Excerpted passage
---
Amisulpride in the prevention of nausea and vomiting induced by cisplatin-based chemotherapy: a dose-escalation study
The purpose of this study was to investigate the antiemetic effect of the dopamine D2- and dopamine D3-receptor antagonist, amisulpride, in patients receiving cisplatin-based chemotherapy.
This dose-finding, non-comparative study investigated the antiemetic effect and safety of increasing doses (2.5, 7.5 and 20 mg) of amisulpride against acute nausea and vomiting in the period 0–24 h after initiation of cisplatin-based chemotherapy. The 20 mg dose was also investigated in combination with the 5-HT3-receptor antagonist, ondansetron. The primary parameter was complete response (0–24 h), defined as no emesis and no need for rescue antiemetics. Secondary parameters were number of emetic episodes, severity of nausea and time to first emetic episode and start of nausea.
A total of 51 patients were enrolled and evaluable. None of the 10 patients in the 2.5 and 7.5 mg groups obtained a CR. In the 20 mg monotherapy cohort, two of the 18 subjects (11%) had a CR, 3/18 (17%) had no emesis and 12/18 (67%) had no significant nausea. Seven subjects (39%) had no nausea at all (a VAS score < 5 mm). In the combination (ondansetron plus amisulpride) cohort, 19/23 (83%; 90% confidence interval: 65–94%) had a CR and 14/23 (61%) had no nausea at all.
Amisulpride has antiemetic effect against cisplatin-induced acute nausea and vomiting. The effect against nausea is of particular interest. Randomised studies are warranted to further explore the effect and safety of amisulpride.
---
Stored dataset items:
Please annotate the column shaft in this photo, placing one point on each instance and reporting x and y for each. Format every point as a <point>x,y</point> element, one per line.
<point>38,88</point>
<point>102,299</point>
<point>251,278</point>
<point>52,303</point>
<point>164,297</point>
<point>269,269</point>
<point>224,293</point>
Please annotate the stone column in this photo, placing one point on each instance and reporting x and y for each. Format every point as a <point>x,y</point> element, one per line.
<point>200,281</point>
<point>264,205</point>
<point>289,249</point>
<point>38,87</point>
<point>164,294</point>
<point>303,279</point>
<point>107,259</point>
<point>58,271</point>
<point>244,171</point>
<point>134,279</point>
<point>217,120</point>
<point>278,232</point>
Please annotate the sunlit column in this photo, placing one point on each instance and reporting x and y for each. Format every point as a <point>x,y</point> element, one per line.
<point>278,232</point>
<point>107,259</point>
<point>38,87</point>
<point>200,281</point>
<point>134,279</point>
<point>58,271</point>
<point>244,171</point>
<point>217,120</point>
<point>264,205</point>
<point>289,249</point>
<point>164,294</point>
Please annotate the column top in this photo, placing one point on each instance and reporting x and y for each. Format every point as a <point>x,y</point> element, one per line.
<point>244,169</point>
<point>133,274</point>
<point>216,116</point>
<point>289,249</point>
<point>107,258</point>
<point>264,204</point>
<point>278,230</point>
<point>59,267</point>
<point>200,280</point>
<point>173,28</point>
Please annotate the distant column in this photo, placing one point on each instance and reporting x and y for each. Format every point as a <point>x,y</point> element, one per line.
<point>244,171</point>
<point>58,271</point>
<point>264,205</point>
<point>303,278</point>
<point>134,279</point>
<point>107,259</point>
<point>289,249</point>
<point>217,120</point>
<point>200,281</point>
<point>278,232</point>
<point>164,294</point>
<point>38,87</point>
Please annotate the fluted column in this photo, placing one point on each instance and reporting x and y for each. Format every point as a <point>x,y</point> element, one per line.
---
List of tasks
1. Revise the part of the amisulpride abstract that opens with the words containing "Amisulpride has antiemetic" and closes with "safety of amisulpride.", replacing "particular interest" with "considerable interest".
2. Translate this sentence from the amisulpride abstract into Spanish: "The 20 mg dose was also investigated in combination with the 5-HT3-receptor antagonist, ondansetron."
Use only the amisulpride abstract.

Task answers
1.
Amisulpride has antiemetic effect against cisplatin-induced acute nausea and vomiting. The effect against nausea is of considerable interest. Randomised studies are warranted to further explore the effect and safety of amisulpride.

2. La dosis de 20 mg también se investigó en combinación con el antagonista del receptor 5-HT3, ondansetrón.